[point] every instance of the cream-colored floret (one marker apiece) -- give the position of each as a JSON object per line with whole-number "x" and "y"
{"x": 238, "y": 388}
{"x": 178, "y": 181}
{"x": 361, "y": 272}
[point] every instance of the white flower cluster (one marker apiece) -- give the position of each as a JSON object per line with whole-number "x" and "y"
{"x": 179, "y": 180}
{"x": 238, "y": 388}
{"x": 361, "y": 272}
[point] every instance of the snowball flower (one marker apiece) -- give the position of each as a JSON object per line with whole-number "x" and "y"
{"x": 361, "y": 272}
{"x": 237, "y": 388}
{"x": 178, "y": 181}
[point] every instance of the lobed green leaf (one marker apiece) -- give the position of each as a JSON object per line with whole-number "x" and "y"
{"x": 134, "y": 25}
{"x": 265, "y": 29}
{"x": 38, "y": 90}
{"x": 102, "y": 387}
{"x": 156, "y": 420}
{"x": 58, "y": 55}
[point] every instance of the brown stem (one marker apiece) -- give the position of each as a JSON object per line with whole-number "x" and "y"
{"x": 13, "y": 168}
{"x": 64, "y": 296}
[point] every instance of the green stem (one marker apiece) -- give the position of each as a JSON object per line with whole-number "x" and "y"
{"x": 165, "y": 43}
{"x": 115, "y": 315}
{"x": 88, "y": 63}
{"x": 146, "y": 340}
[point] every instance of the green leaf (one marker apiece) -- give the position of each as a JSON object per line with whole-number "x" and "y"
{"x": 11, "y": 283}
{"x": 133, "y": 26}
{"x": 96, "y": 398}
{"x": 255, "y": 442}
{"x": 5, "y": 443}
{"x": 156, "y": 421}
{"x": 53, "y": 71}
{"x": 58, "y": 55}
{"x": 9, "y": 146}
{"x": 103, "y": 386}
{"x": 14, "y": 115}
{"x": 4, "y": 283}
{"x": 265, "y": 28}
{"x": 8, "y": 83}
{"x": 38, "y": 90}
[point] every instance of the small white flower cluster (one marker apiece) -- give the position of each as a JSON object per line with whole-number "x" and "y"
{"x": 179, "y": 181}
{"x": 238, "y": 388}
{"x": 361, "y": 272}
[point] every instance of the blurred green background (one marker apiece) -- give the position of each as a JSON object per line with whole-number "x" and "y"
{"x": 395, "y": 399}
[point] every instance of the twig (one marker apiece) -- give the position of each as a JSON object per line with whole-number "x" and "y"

════

- [INSTRUCTIONS TO FOLLOW]: Word for word, return each of the entries shown above.

- [ANSWER SPACE]:
[point] every instance of the cream-colored floret (one marker apiece) -- give the position of each as a JSON object per line with whole-number "x" and "y"
{"x": 238, "y": 388}
{"x": 178, "y": 181}
{"x": 361, "y": 272}
[point] every instance of the white flower cluster (one marker apiece) -- give the position of each as a JSON object per line with whole-number "x" and "y"
{"x": 179, "y": 180}
{"x": 238, "y": 388}
{"x": 361, "y": 272}
[point] every instance of the snowball flower (one marker apiece) -- give the position of each as a JSON object per line with whole-number "x" and "y"
{"x": 361, "y": 272}
{"x": 237, "y": 388}
{"x": 178, "y": 181}
[point] every instance of the lobed green leaf (one marker apiece) -- give the position of each as a JSON object per line with whole-number "x" and "y"
{"x": 134, "y": 25}
{"x": 265, "y": 29}
{"x": 38, "y": 90}
{"x": 102, "y": 387}
{"x": 156, "y": 420}
{"x": 58, "y": 55}
[point] every instance of the brown stem (one marker apiece) -- give the position of each as a JSON object per line with whole-number "x" and "y"
{"x": 13, "y": 168}
{"x": 64, "y": 296}
[point] every instance of the green stem (one marker apiece) -- give the position of each as a JSON object per line with whole-number "x" and "y"
{"x": 165, "y": 43}
{"x": 115, "y": 315}
{"x": 88, "y": 63}
{"x": 146, "y": 340}
[point] every instance of the green leaf (one marker apiece) -- give the position of each as a JSON object per line with whole-number "x" and "y"
{"x": 11, "y": 283}
{"x": 133, "y": 26}
{"x": 96, "y": 398}
{"x": 255, "y": 442}
{"x": 5, "y": 443}
{"x": 156, "y": 421}
{"x": 53, "y": 71}
{"x": 58, "y": 55}
{"x": 9, "y": 146}
{"x": 103, "y": 386}
{"x": 14, "y": 115}
{"x": 4, "y": 283}
{"x": 265, "y": 28}
{"x": 8, "y": 83}
{"x": 38, "y": 90}
[point] every instance of the small white flower cluster (one marker apiece) -- give the position of each as a JSON object per line with whole-number "x" and "y"
{"x": 179, "y": 181}
{"x": 238, "y": 388}
{"x": 361, "y": 272}
[point] every instance of the blurred green background (one marker apiece) -- give the position of each as a JSON object per line with whole-number "x" and "y"
{"x": 395, "y": 399}
[point] every instance of the twig (one marker apiece) -- give the position of each as a JSON object per line with whole-number "x" and "y"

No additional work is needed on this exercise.